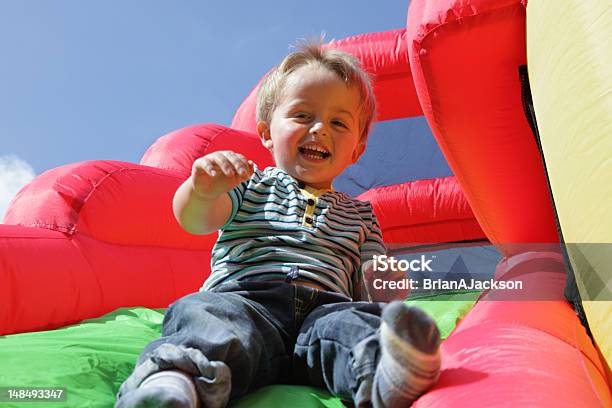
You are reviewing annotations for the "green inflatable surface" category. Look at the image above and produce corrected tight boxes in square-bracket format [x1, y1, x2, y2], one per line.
[0, 292, 479, 408]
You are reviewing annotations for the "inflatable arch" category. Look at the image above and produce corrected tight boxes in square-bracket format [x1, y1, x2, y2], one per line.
[0, 0, 612, 407]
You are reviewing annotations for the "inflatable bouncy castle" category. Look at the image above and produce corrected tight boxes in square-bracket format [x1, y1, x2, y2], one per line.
[0, 0, 612, 407]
* * * * *
> Required task
Write out every text line of the material again, substituting "photo" for "image" throughout and leaving everything else unchanged. Omit the pictures from your answer.

> Result for this task
You are reviewing annotations for the "green inflatable surface" category. Look at the photo above and produce corrected tight boxes in square-bracket format [x1, y1, x2, y2], one per line.
[0, 292, 479, 408]
You are reviewing annotations for the "inflatable arch" category. Look at the photo above and produce corrected tight boxes in square-bracket format [x1, y1, x2, y2], one per line.
[0, 0, 612, 407]
You are reviewing annotations for the "inflatable bouncy castle" category. Look at the photo above and produce corrected tight boxes in square-bracket format [x1, y1, x2, y2], one per line.
[0, 0, 612, 407]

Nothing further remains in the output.